_REQUIRED TASK_: Copy out every record below, word for word.

_RECORDS PROVIDED_:
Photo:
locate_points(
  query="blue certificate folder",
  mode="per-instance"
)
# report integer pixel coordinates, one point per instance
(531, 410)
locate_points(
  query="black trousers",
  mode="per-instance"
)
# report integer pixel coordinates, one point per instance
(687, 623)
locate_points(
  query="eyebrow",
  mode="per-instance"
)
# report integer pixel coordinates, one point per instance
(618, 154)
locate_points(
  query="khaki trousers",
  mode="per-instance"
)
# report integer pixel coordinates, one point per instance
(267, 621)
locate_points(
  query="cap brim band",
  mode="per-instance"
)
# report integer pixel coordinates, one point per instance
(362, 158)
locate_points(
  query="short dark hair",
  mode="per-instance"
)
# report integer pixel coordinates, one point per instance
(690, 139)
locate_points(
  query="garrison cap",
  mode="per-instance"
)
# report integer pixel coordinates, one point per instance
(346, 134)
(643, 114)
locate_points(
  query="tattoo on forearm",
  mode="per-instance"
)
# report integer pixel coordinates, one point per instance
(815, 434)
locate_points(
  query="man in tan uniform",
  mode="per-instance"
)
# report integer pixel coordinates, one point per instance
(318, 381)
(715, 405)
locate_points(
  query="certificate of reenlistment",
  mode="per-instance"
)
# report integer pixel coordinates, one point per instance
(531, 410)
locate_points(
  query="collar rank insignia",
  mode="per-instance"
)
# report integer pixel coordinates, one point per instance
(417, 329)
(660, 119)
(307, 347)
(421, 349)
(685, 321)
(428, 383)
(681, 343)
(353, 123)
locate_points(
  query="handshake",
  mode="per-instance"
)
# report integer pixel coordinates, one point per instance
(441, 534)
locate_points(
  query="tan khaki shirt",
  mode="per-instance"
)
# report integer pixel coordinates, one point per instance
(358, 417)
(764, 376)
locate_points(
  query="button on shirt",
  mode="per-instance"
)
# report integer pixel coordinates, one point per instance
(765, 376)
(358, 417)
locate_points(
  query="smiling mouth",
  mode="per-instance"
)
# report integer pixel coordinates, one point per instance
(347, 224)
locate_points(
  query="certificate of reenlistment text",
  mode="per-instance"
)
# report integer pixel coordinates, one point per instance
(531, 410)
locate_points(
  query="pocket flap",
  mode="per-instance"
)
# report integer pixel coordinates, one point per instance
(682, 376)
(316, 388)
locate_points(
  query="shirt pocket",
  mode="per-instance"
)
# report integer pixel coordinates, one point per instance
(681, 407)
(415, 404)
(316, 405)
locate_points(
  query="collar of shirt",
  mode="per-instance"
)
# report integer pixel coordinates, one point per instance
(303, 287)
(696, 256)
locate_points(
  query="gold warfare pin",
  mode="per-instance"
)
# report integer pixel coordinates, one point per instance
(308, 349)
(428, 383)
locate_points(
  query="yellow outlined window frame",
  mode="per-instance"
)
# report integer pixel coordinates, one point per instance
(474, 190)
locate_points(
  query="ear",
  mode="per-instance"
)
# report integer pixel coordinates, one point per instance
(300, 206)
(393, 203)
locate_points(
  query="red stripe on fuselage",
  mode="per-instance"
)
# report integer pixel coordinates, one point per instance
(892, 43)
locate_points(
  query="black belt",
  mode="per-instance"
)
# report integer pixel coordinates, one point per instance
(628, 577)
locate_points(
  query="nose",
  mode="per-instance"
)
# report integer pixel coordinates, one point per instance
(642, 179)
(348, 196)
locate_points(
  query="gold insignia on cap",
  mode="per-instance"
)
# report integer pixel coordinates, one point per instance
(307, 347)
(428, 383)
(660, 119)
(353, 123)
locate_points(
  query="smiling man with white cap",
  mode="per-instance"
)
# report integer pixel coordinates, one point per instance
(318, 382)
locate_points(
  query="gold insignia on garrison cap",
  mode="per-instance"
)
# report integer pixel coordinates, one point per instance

_SOLUTION TO THIS TASK_:
Photo:
locate_points(
  query="blue certificate folder",
  mode="per-instance"
)
# report integer pixel coordinates, one point per instance
(531, 410)
locate_points(
  query="black trousers",
  mode="per-instance"
)
# report integer pixel coordinates, one point per instance
(687, 623)
locate_points(
  query="eyebrow",
  mode="per-instance"
)
# report integer pixel coordinates, one point per instance
(618, 154)
locate_points(
  query="khaki trousers",
  mode="per-instance"
)
# report integer pixel coordinates, one point per instance
(267, 621)
locate_points(
  query="cap brim band",
  mode="per-instance"
)
# report integer pixel coordinates, one point per instance
(362, 158)
locate_points(
  query="short dark hair",
  mode="per-instance"
)
# report integer pixel coordinates, one point per instance
(690, 139)
locate_points(
  query="garrison cap",
  mode="per-instance"
)
# report integer pixel coordinates, one point per instance
(346, 134)
(643, 114)
locate_points(
  query="tattoo on forearm",
  mode="per-instance"
)
# report integer pixel coordinates, one point per instance
(815, 434)
locate_points(
  query="man in tan uniform",
  mode="per-instance"
)
# report integer pixel coordinates, one point per instance
(318, 381)
(715, 405)
locate_points(
  query="certificate of reenlistment",
  mode="per-instance"
)
# report integer pixel coordinates, one point per instance
(531, 410)
locate_points(
  query="collar rank insignia",
  mode="per-instance"
)
# report integer pixel coordinates, one point per instance
(417, 329)
(660, 119)
(307, 347)
(421, 349)
(685, 321)
(428, 383)
(681, 343)
(353, 123)
locate_points(
  query="handshake",
  mode="per-instance"
)
# report integer pixel coordinates, one point per instance
(441, 534)
locate_points(
  query="tan khaki shirt",
  mode="per-instance"
)
# report integer pixel coordinates, one point per instance
(358, 417)
(764, 376)
locate_points(
  query="button on shirt",
  mode="per-instance"
)
# report integer pixel coordinates, one point per instance
(765, 376)
(358, 417)
locate_points(
  query="smiling mouth",
  mode="per-instance"
)
# report integer pixel coordinates, one point per instance
(347, 224)
locate_points(
  query="certificate of reenlistment text",
  mode="per-instance"
)
# report integer pixel coordinates, one point per instance
(531, 410)
locate_points(
  query="pocket flap",
  mode="per-instance"
)
# report integer pixel coordinates, one point per instance
(682, 376)
(316, 388)
locate_points(
  query="shirt pocket",
  mode="per-instance"
)
# report integer pixel coordinates, one point per instance
(681, 407)
(415, 404)
(316, 405)
locate_points(
  query="collar of shirt",
  mode="per-instance"
)
# report integer pixel coordinates, one point per instance
(303, 287)
(696, 256)
locate_points(
  query="gold warfare pin",
  mode="per-instance"
)
# report integer pixel coordinates, one point per instance
(308, 349)
(428, 383)
locate_points(
  query="yellow outlined window frame",
  mode="per-instance"
)
# report integer pixel coordinates, one point per instance
(474, 190)
locate_points(
  query="ear",
  mode="per-instance"
)
# report integer pixel coordinates, one point per instance
(300, 206)
(393, 203)
locate_points(
  query="red stripe on fuselage",
  mode="per-instance"
)
# report integer pixel coordinates, one point per instance
(892, 43)
locate_points(
  query="black belt",
  mode="per-instance"
)
# report integer pixel coordinates, one point per instance
(628, 577)
locate_points(
  query="nose",
  mode="per-instance"
)
# report integer pixel coordinates, one point per instance
(642, 179)
(348, 196)
locate_points(
  query="gold insignia on cap",
  mode="per-instance"
)
# report integer pixel coordinates, one point per instance
(307, 347)
(428, 383)
(660, 119)
(353, 123)
locate_points(
  query="smiling man with white cap",
  mode="per-instance"
)
# report integer pixel coordinates, one point per instance
(318, 382)
locate_points(
  query="gold insignia on garrison cap",
  mode="per-instance"
)
# report integer pixel coordinates, one point per instance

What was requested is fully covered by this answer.